(Saved data entries)
───
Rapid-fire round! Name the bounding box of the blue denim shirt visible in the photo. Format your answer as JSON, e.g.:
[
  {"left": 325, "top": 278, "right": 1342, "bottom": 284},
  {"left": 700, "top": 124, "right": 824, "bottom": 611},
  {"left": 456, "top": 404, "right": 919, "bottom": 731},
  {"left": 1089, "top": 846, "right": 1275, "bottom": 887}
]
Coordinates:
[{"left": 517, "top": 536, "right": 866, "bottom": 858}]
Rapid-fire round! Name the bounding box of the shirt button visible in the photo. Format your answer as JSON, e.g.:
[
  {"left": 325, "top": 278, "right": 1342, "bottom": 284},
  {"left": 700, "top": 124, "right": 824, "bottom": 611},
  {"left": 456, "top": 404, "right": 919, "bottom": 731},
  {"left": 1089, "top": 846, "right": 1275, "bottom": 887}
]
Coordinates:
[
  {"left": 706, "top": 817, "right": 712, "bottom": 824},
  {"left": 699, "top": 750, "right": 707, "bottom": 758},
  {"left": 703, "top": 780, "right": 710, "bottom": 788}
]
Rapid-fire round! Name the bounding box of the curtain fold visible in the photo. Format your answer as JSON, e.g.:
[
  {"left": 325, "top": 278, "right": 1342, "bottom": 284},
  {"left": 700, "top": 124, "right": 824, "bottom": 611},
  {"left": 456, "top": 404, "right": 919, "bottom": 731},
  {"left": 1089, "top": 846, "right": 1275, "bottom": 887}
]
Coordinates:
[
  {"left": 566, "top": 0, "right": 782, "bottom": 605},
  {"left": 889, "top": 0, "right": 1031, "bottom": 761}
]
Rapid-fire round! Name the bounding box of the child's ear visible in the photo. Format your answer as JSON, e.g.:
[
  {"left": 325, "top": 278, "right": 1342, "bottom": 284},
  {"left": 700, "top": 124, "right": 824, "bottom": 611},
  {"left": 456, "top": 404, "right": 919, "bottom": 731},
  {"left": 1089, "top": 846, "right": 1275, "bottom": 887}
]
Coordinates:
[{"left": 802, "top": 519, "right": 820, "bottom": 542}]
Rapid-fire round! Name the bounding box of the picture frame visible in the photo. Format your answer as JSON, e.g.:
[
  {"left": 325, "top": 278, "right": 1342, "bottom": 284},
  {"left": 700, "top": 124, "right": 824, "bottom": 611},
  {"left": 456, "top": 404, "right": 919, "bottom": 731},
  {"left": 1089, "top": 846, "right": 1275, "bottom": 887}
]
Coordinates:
───
§ **Task goal**
Every line of the data above should be retyped precisely.

§ **Task output**
Rapid-fire round! Name the bounding box of the blue denim shirt visible in the photo. Format your answer as JSON, e.g.:
[
  {"left": 325, "top": 278, "right": 1342, "bottom": 284},
  {"left": 700, "top": 124, "right": 824, "bottom": 611},
  {"left": 456, "top": 404, "right": 919, "bottom": 731},
  {"left": 1089, "top": 846, "right": 1275, "bottom": 887}
]
Coordinates:
[{"left": 517, "top": 536, "right": 866, "bottom": 858}]
Rapid-fire round! Name the bounding box of the shirt button visible in the photo. Format your answer as JSON, e.g.:
[
  {"left": 325, "top": 278, "right": 1342, "bottom": 284},
  {"left": 700, "top": 124, "right": 824, "bottom": 611},
  {"left": 456, "top": 404, "right": 919, "bottom": 731},
  {"left": 1089, "top": 846, "right": 1275, "bottom": 887}
]
Coordinates:
[
  {"left": 706, "top": 817, "right": 712, "bottom": 824},
  {"left": 699, "top": 750, "right": 707, "bottom": 758},
  {"left": 703, "top": 780, "right": 710, "bottom": 788}
]
Rapid-fire round! Name the bounding box of the curtain fold visible in the photo. Format your answer as JSON, e.g.:
[
  {"left": 325, "top": 278, "right": 1342, "bottom": 284},
  {"left": 700, "top": 124, "right": 824, "bottom": 611},
  {"left": 456, "top": 404, "right": 919, "bottom": 731},
  {"left": 1089, "top": 846, "right": 1275, "bottom": 887}
]
Coordinates:
[
  {"left": 566, "top": 0, "right": 782, "bottom": 605},
  {"left": 889, "top": 0, "right": 1031, "bottom": 761}
]
Rapid-fire round! Name the bounding box of the child's ear visible in the photo. Format your answer as JSON, e.g.:
[
  {"left": 325, "top": 278, "right": 1342, "bottom": 284},
  {"left": 700, "top": 124, "right": 824, "bottom": 611},
  {"left": 456, "top": 404, "right": 919, "bottom": 731},
  {"left": 1089, "top": 846, "right": 1275, "bottom": 887}
]
Coordinates:
[{"left": 802, "top": 519, "right": 820, "bottom": 542}]
Rapid-fire round! Name the bounding box of the picture frame visible in the photo. Format your answer as JSON, e.g.:
[
  {"left": 325, "top": 278, "right": 1342, "bottom": 284},
  {"left": 700, "top": 124, "right": 824, "bottom": 611},
  {"left": 456, "top": 404, "right": 919, "bottom": 731},
  {"left": 1089, "top": 846, "right": 1275, "bottom": 887}
]
Coordinates:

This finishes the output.